start DATASET RECORDS

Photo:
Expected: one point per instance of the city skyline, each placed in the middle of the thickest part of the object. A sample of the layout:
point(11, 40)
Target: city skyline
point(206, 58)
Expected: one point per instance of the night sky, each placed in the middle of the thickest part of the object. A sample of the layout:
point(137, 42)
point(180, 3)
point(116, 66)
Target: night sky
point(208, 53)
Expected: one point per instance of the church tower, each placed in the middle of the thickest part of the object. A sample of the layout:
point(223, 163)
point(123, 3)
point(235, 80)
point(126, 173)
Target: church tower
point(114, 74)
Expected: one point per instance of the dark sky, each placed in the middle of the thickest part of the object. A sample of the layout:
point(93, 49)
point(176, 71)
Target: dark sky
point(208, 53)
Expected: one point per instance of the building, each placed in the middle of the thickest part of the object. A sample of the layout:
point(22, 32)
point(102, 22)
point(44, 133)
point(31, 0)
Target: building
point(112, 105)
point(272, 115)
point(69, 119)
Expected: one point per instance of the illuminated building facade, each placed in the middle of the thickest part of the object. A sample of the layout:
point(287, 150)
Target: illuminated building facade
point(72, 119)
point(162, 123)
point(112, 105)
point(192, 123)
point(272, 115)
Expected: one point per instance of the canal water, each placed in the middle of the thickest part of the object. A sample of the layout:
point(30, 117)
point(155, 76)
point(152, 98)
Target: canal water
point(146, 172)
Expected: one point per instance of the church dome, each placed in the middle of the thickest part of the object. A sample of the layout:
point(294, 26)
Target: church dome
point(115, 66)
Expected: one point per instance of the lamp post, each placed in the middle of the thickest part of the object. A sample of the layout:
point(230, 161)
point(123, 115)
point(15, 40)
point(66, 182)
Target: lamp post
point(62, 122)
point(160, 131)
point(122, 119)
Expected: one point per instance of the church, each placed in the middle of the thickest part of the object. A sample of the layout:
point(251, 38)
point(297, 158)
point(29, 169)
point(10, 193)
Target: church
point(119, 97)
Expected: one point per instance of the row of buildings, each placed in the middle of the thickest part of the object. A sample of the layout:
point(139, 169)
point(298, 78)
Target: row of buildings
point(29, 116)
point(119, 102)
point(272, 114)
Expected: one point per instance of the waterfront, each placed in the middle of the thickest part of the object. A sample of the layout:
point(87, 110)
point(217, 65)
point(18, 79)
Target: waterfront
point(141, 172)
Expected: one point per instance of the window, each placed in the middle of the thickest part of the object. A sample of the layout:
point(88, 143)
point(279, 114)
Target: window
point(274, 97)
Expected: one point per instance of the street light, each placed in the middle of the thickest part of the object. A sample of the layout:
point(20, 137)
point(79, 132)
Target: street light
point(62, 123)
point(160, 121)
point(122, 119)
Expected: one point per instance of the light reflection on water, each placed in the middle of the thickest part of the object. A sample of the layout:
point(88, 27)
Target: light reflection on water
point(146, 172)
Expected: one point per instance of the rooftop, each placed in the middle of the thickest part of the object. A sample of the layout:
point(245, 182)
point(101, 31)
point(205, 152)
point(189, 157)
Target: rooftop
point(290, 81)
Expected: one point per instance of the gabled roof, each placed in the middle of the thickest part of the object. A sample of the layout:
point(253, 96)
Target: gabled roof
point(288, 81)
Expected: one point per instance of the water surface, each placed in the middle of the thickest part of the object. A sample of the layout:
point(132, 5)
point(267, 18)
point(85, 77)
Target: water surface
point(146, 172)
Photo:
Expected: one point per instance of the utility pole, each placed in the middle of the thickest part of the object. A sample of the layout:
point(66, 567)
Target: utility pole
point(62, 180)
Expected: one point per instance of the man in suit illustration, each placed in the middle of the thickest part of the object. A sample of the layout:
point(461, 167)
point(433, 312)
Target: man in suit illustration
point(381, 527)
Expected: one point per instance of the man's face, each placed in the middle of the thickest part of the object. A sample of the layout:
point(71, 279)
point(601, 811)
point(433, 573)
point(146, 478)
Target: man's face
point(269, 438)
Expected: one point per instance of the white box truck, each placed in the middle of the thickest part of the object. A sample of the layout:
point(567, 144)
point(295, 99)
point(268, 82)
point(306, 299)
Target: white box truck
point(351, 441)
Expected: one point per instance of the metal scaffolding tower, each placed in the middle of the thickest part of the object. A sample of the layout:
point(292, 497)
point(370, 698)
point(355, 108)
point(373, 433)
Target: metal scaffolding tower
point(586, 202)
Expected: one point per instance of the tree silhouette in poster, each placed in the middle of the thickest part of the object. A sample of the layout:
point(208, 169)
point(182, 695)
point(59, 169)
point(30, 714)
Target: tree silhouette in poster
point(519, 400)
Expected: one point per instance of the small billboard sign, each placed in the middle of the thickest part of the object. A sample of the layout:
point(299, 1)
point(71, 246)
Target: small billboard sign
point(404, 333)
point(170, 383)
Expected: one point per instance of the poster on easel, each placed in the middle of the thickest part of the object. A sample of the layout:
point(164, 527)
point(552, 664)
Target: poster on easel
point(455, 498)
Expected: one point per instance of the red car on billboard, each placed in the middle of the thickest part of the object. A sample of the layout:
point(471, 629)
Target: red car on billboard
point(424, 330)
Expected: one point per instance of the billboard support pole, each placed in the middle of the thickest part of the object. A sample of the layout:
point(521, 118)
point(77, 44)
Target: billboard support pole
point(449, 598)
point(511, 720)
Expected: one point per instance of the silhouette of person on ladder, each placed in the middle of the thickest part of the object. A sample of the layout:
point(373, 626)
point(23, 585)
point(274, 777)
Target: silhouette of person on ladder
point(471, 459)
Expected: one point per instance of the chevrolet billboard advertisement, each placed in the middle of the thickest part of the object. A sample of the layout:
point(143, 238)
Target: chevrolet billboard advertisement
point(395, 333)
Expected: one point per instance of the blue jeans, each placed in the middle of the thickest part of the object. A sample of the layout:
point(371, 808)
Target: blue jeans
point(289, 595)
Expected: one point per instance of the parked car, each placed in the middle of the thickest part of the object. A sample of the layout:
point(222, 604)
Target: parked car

end DATASET RECORDS

## TASK PROMPT
Render every line of the data above as a JSON list of strings, with one string per line and no blank lines.

## RESULT BELOW
[
  "Photo:",
  "Expected: one point per instance of the city skyline, each placed in the middle of the thickest part of the object. A sample of the layout:",
  "point(11, 40)",
  "Target: city skyline",
  "point(206, 58)",
  "Expected: one point per instance of the night sky, each placed in the middle of the thickest part of the object. A sample of the layout:",
  "point(137, 42)",
  "point(180, 3)",
  "point(116, 66)",
  "Target: night sky",
  "point(208, 53)",
  "Expected: one point per instance of the church tower, each placed in the middle of the thickest part of the object. A sample of the layout:",
  "point(223, 163)",
  "point(123, 3)",
  "point(235, 80)",
  "point(126, 173)",
  "Target: church tower",
  "point(114, 74)",
  "Expected: one point per instance of the dark sky, each placed in the middle of the thickest part of the object. A sample of the layout:",
  "point(93, 49)",
  "point(176, 71)",
  "Target: dark sky",
  "point(208, 53)",
  "Expected: one point per instance of the building, each placed in the middle of the thickest part of the object. A sample of the layout:",
  "point(22, 32)",
  "point(102, 22)",
  "point(44, 133)",
  "point(31, 0)",
  "Target: building",
  "point(112, 105)",
  "point(272, 115)",
  "point(69, 119)",
  "Expected: one point per instance of the illuminated building facade, each placed in the middle of the thickest part of the object. A sample of the layout:",
  "point(287, 150)",
  "Target: illuminated building facade",
  "point(72, 119)",
  "point(162, 123)",
  "point(112, 105)",
  "point(192, 123)",
  "point(272, 115)",
  "Expected: one point per instance of the canal water, each placed in the middle of the thickest part of the object. A sample of the layout:",
  "point(30, 117)",
  "point(155, 76)",
  "point(152, 98)",
  "Target: canal water",
  "point(146, 172)",
  "Expected: one point per instance of the church dome, each placed in the middle of the thickest part of the object. A sample of the layout:",
  "point(294, 26)",
  "Target: church dome",
  "point(115, 66)",
  "Expected: one point per instance of the lamp post, each placed in the middle of the thickest part of the object. A sample of the layout:",
  "point(230, 161)",
  "point(123, 115)",
  "point(15, 40)",
  "point(66, 182)",
  "Target: lamp post",
  "point(62, 122)",
  "point(160, 131)",
  "point(122, 119)",
  "Expected: one point per instance of the church, each placed in the middle of the thickest part of the object. A sample of the layout:",
  "point(251, 38)",
  "point(297, 158)",
  "point(29, 169)",
  "point(10, 193)",
  "Target: church",
  "point(119, 97)",
  "Expected: one point per instance of the row of buildings, each placed in the middle of the thickest part of the object. A sample of the layout:",
  "point(139, 169)",
  "point(298, 78)",
  "Target: row of buildings",
  "point(29, 116)",
  "point(119, 102)",
  "point(272, 114)",
  "Expected: one point per instance of the waterfront, each placed in the middle of the thickest part of the object. A sample of the layout:",
  "point(87, 110)",
  "point(217, 65)",
  "point(18, 79)",
  "Target: waterfront",
  "point(141, 172)",
  "Expected: one point per instance of the window, each placed in the middle of the thickest part of the object. A sample of the layout:",
  "point(88, 143)",
  "point(279, 114)",
  "Target: window",
  "point(274, 97)",
  "Expected: one point per instance of the street light, each placed in the middle of the thickest part of the object. A sample of the layout:",
  "point(20, 137)",
  "point(79, 132)",
  "Target: street light",
  "point(62, 123)",
  "point(160, 121)",
  "point(122, 119)",
  "Expected: one point per instance of the light reflection on water, each placed in the middle of the thickest part of the object. A sample of the layout:",
  "point(88, 27)",
  "Target: light reflection on water",
  "point(146, 172)",
  "Expected: one point per instance of the rooftop, each placed in the middle of the thickest part of the object. A sample of the layout:",
  "point(245, 182)",
  "point(101, 31)",
  "point(205, 152)",
  "point(189, 157)",
  "Target: rooftop",
  "point(290, 81)",
  "Expected: one point per instance of the gabled roof, each placed in the middle of the thickest part of the object. A sample of the layout:",
  "point(253, 96)",
  "Target: gabled roof",
  "point(288, 81)",
  "Expected: one point per instance of the water surface, each placed in the middle of the thickest part of the object. A sample of the layout:",
  "point(132, 5)",
  "point(267, 18)",
  "point(85, 77)",
  "Target: water surface",
  "point(146, 172)",
  "Photo:",
  "Expected: one point per instance of the utility pole, each placed in the middle of the thickest part of the object. A sample of the layout:",
  "point(66, 567)",
  "Target: utility pole",
  "point(62, 180)",
  "Expected: one point per instance of the man in suit illustration, each placed in the middle of the thickest part of the object. A sample of the layout:",
  "point(461, 167)",
  "point(433, 312)",
  "Target: man in suit illustration",
  "point(381, 527)",
  "Expected: one point per instance of the man's face, each placed in the middle of the thickest part of the object. A sample of the layout:",
  "point(71, 279)",
  "point(601, 811)",
  "point(433, 573)",
  "point(146, 478)",
  "Target: man's face",
  "point(269, 438)",
  "Expected: one point per instance of the white box truck, each placed in the middle of the thickest part of the object. A sample of the layout:",
  "point(567, 144)",
  "point(295, 99)",
  "point(268, 82)",
  "point(306, 299)",
  "Target: white box truck",
  "point(351, 441)",
  "Expected: one point per instance of the metal scaffolding tower, each placed in the middle of the thickest part of the object. A sample of the layout:",
  "point(292, 497)",
  "point(370, 698)",
  "point(355, 108)",
  "point(373, 433)",
  "Target: metal scaffolding tower",
  "point(586, 202)",
  "Expected: one point per instance of the tree silhouette in poster, each placed in the middle of the thickest part of the object. A sample of the layout:",
  "point(208, 169)",
  "point(182, 695)",
  "point(59, 169)",
  "point(30, 714)",
  "Target: tree silhouette in poster",
  "point(519, 400)",
  "Expected: one point per instance of the small billboard sign, each placed in the middle of the thickest part of the object. A sample of the layout:",
  "point(299, 1)",
  "point(71, 246)",
  "Target: small billboard sign",
  "point(404, 333)",
  "point(170, 383)",
  "Expected: one point per instance of the poster on easel, each placed in the middle of the thickest part of the object. A sample of the layout:",
  "point(164, 527)",
  "point(552, 664)",
  "Target: poster on easel",
  "point(455, 498)",
  "Expected: one point per instance of the red car on billboard, each placed in the middle of the thickest part of the object. A sample of the layout:",
  "point(471, 629)",
  "Target: red car on billboard",
  "point(424, 330)",
  "Expected: one point per instance of the billboard support pole, each placed in the middle of the thickest part of the object. A sample of the layout:",
  "point(521, 118)",
  "point(77, 44)",
  "Target: billboard support pole",
  "point(449, 598)",
  "point(511, 720)",
  "Expected: one point per instance of the silhouette of person on ladder, each placed in the middle of the thickest part of the object. A sample of the layout:",
  "point(373, 626)",
  "point(23, 585)",
  "point(274, 777)",
  "Target: silhouette of person on ladder",
  "point(471, 459)",
  "Expected: one point per instance of the chevrolet billboard advertisement, each placed in the middle of the thickest part of the object. A sample of the layout:",
  "point(143, 238)",
  "Target: chevrolet billboard advertisement",
  "point(395, 333)",
  "Expected: one point per instance of the blue jeans, each placed in the middle of the thickest part of the object. A sample of the layout:",
  "point(371, 808)",
  "Target: blue jeans",
  "point(289, 595)",
  "Expected: one point per instance of the parked car, each placed in the middle of the thickest part of the object. A sample of the layout:",
  "point(222, 604)",
  "Target: parked car"
]